'''
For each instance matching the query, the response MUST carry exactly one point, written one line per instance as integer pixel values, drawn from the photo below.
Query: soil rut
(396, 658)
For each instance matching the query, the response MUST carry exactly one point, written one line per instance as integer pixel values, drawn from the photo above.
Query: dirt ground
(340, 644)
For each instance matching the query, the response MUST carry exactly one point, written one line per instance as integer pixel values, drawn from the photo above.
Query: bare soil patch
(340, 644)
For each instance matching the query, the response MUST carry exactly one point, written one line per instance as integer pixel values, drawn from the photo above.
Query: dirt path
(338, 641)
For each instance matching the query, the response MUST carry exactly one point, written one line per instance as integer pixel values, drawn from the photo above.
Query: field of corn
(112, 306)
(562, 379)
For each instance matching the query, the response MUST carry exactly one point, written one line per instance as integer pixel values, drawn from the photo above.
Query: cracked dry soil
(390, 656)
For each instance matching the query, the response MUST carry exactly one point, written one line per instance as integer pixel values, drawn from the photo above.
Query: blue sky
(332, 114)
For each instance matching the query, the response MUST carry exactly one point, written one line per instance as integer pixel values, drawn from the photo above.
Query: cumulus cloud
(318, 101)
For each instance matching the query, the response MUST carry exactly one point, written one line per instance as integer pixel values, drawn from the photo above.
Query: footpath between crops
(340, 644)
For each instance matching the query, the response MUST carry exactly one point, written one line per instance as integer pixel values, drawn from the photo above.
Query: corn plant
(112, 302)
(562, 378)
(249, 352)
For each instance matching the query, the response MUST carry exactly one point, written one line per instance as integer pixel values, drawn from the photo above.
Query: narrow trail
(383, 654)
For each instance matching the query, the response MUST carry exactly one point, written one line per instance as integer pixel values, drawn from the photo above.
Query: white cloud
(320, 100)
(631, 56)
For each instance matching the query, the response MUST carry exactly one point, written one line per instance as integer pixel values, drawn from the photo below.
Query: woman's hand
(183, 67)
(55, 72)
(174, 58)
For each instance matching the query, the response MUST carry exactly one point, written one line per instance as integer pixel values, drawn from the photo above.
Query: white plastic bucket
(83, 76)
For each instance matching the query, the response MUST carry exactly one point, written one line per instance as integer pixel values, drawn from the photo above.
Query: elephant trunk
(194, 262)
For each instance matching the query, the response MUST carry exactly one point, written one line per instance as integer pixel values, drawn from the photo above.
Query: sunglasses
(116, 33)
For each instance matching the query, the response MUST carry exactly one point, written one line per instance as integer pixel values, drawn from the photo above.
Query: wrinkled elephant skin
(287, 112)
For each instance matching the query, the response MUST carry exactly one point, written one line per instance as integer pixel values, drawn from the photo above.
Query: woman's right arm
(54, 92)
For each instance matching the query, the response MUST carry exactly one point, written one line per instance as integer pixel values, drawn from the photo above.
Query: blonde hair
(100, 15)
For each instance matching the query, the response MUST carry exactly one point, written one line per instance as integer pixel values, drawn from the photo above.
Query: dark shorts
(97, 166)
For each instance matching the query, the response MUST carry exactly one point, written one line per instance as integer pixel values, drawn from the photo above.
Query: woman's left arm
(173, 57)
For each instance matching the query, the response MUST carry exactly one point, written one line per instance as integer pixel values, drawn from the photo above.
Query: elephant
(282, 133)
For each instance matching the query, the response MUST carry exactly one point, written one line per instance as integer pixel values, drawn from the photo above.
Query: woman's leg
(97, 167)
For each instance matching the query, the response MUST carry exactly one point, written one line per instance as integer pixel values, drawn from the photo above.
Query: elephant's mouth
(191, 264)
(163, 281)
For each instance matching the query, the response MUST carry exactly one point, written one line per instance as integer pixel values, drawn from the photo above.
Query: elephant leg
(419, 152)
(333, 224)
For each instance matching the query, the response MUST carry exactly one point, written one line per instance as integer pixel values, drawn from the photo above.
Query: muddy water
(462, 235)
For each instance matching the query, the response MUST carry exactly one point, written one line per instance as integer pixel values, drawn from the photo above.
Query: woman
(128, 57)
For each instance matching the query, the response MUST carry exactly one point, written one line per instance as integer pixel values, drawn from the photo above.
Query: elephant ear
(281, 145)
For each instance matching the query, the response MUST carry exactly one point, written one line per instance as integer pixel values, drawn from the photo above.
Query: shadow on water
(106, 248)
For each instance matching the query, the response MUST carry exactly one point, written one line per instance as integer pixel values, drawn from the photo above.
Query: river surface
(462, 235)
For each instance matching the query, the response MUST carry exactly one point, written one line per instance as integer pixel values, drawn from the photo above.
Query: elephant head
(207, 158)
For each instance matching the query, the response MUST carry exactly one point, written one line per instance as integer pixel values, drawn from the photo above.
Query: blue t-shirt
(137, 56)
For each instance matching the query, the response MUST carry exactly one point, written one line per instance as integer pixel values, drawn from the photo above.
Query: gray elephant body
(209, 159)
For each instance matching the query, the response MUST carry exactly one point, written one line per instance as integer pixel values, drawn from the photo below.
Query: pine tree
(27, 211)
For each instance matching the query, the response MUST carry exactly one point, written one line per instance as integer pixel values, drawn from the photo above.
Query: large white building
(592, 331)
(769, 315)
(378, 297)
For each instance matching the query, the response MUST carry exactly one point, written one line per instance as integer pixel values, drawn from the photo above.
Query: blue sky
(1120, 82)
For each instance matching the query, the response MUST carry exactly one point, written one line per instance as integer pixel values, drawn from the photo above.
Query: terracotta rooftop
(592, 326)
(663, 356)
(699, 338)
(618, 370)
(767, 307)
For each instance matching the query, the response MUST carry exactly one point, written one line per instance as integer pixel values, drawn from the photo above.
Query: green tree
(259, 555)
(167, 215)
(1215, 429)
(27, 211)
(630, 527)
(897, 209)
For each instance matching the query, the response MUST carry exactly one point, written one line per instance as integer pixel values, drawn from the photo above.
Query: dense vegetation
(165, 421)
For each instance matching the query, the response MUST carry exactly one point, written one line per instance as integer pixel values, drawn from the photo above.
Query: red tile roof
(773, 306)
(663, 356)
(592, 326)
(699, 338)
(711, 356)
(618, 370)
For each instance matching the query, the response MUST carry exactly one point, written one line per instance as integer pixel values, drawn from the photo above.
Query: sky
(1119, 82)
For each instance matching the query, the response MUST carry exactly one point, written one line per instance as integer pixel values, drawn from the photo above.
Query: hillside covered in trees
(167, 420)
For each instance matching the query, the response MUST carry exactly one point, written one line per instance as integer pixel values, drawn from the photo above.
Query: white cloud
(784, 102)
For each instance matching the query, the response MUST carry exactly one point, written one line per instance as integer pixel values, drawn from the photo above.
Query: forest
'''
=== GIVEN EXERCISE ===
Extract all of the material exactly as it is written.

=== OUTPUT FOR THIS EXERCISE ===
For each instance matching the query, the response MUST carry exactly one point, written one line per instance as integer pixel values, drawn from the photo below.
Query: soil rut
(396, 658)
For each instance matching the query, the response MUST carry exactly one point, written one line per instance as integer pixel values, drawn from the photo above.
Query: dirt ground
(340, 644)
For each instance matching the query, the response MUST carry exactly one point, written one line per instance as integer pixel values, drawn from the photo above.
Query: bare soil patch
(340, 644)
For each instance matching the query, the response MUST carry exactly one point, written one line per instance as integer pixel values, drawn from the photo above.
Query: dirt path
(338, 641)
For each instance matching the query, the response MUST carry exactly one point, written one line per instance as integer pixel values, drawn from the photo above.
Query: field of corn
(112, 306)
(562, 379)
For each instance matching the query, the response MUST carry exactly one point, written one line per instance as integer pixel values, drawn from the photo above.
Query: cracked dry soil
(390, 656)
For each instance matching the query, the response MUST carry exactly one point, written one line per instance as integer pixel values, drawn from the photo above.
Query: blue sky
(332, 114)
For each instance matching the query, the response MUST carry exactly one point, written one line per instance as integer pixel values, drawn from the photo above.
Query: cumulus cloud
(318, 101)
For each instance matching the query, the response MUST carry exactly one point, written one line per instance as integer pixel values, drawn from the photo above.
Query: footpath between crops
(340, 644)
For each instance matching the query, the response MUST carry exactly one point, written one line per instance as integer pixel values, drawn from the photo above.
Query: corn plant
(112, 302)
(562, 378)
(249, 352)
For each instance matching the query, the response MUST carry exactly one point, written one line per instance as integer pixel values, drawn from the photo above.
Query: narrow trail
(383, 654)
For each instance matching the query, the response MUST carry exactly one point, written one line per instance as integer pixel values, drawn from the photo above.
Query: white cloud
(320, 100)
(631, 56)
For each instance matching the query, the response MUST carry exactly one point, written one line per instance as integer pixel values, drawn from the photo below.
Query: woman's hand
(183, 67)
(55, 72)
(174, 58)
For each instance matching the query, the response MUST carry exactly one point, written one line per instance as integer pixel values, drawn from the photo above.
Query: white plastic bucket
(83, 76)
For each instance matching the query, the response MUST carry exactly one point, written one line per instance as integer pixel values, drawn from the photo above.
Query: elephant trunk
(194, 262)
For each instance matching the query, the response MUST carry exactly one point, written one line per instance as integer pixel values, drawn from the photo above.
Query: sunglasses
(116, 33)
For each instance matching the query, the response MUST carry exactly one point, written one line per instance as integer pixel values, drawn from the photo above.
Query: wrinkled elephant skin
(287, 112)
For each instance matching the query, the response MUST carry exactly one point, written one line per instance as integer pixel values, drawn from the photo above.
Query: woman's right arm
(54, 92)
For each instance matching the query, the response MUST carry exactly one point, written one line per instance as integer pixel values, drawn from the photo above.
Query: blonde hair
(100, 15)
For each instance matching the query, the response MUST carry exactly one point, written one line per instance as integer pixel values, drawn from the photo above.
Query: dark shorts
(97, 166)
For each instance matching the query, the response MUST carry exactly one point, written one line per instance as integer pixel values, drawn from the photo above.
Query: woman's left arm
(173, 57)
For each instance matching the query, the response MUST carry exactly one point, written one line per instance as integer pixel values, drawn from the photo above.
Query: elephant
(282, 133)
For each instance matching the query, the response MUST carry exactly one point, written one line per instance as integer pixel values, drawn from the photo above.
Query: woman's leg
(97, 167)
For each instance matching the query, the response MUST carry exactly one point, written one line per instance as integer pixel values, drawn from the photo above.
Query: elephant's mouth
(191, 264)
(163, 281)
For each instance matching the query, the response MUST carry exactly one point, written one line per instance as integer pixel values, drawn from the photo above.
Query: elephant leg
(419, 152)
(333, 224)
For each instance matching the query, the response MUST carry exactly one point, written one line per instance as integer pixel values, drawn from the photo above.
Query: muddy water
(462, 235)
For each instance matching the query, the response MUST carry exactly one point, written one line per instance as integer pixel values, drawn from the photo above.
Query: woman
(128, 57)
For each instance matching the query, the response MUST carry exactly one point, written one line per instance as integer pixel values, drawn from the photo above.
Query: elephant ear
(281, 145)
For each instance matching the query, the response MUST carry exactly one point, written one line per instance as integer pixel values, drawn from the photo above.
Query: shadow on water
(106, 248)
For each instance matching the query, the response MUST carry exactly one point, written one line per instance as integer pixel values, drawn from the photo above.
Query: river surface
(462, 235)
For each instance matching the query, the response MUST carry exactly one point, written one line per instance as integer pixel values, drawn from the photo above.
Query: elephant head
(207, 158)
For each instance matching the query, the response MUST carry exactly one point, written one line per instance as integer pixel values, drawn from the photo above.
Query: blue t-shirt
(137, 56)
For each instance matching the query, the response MUST carry exactly one point, written one line per instance as integer pixel values, drawn from the photo above.
Query: gray elephant body
(209, 159)
For each instance matching the query, the response MUST carry exactly one point, written one line per instance as integer pixel values, drawn from the photo below.
Query: pine tree
(27, 211)
For each instance matching the query, the response MUST carry exactly one point, written one line per instance as integer pixel values, drawn from the photo above.
Query: large white building
(592, 331)
(769, 315)
(378, 297)
For each instance matching the query, the response MUST carry exactly one point, written one line per instance as integer pixel values, drawn from the photo above.
Query: blue sky
(1120, 82)
For each instance matching the query, the response MUST carry exactly one point, written one line per instance as integer pixel values, drawn from the photo above.
Query: terracotta rooftop
(592, 326)
(663, 356)
(699, 338)
(618, 370)
(767, 307)
For each instance matching the query, the response MUST carry exactly one point, written one line per instance as integer pixel values, drawn from the photo above.
Query: green tree
(259, 555)
(167, 215)
(1215, 429)
(27, 211)
(630, 527)
(897, 209)
For each instance matching the query, the response MUST carry exactly one point, written one line per instance as integer pixel values, drawn from the photo above.
Query: dense vegetation
(165, 421)
For each instance matching the query, the response MUST carry exactly one point, written one line per instance as integer pixel values, drawn from the photo above.
Query: red tile roof
(773, 306)
(663, 356)
(592, 326)
(699, 338)
(711, 356)
(618, 370)
For each instance matching the query, the response MUST carry exactly one point, written one line per instance as integer pixel values, drawn from the photo above.
Query: sky
(1119, 82)
For each instance matching the query, the response MUST carry exactly one point, written one line per instance as integer pixel values, drawn from the photo above.
Query: hillside covered in trees
(167, 420)
For each instance matching the query, the response MUST carry exactly one point, written one line per instance as integer pixel values, drawn from the photo above.
Query: white cloud
(784, 102)
For each instance matching the query, the response MUST carry exactly one point, written one line per instance as integer pixel values, drawn from the photo above.
Query: forest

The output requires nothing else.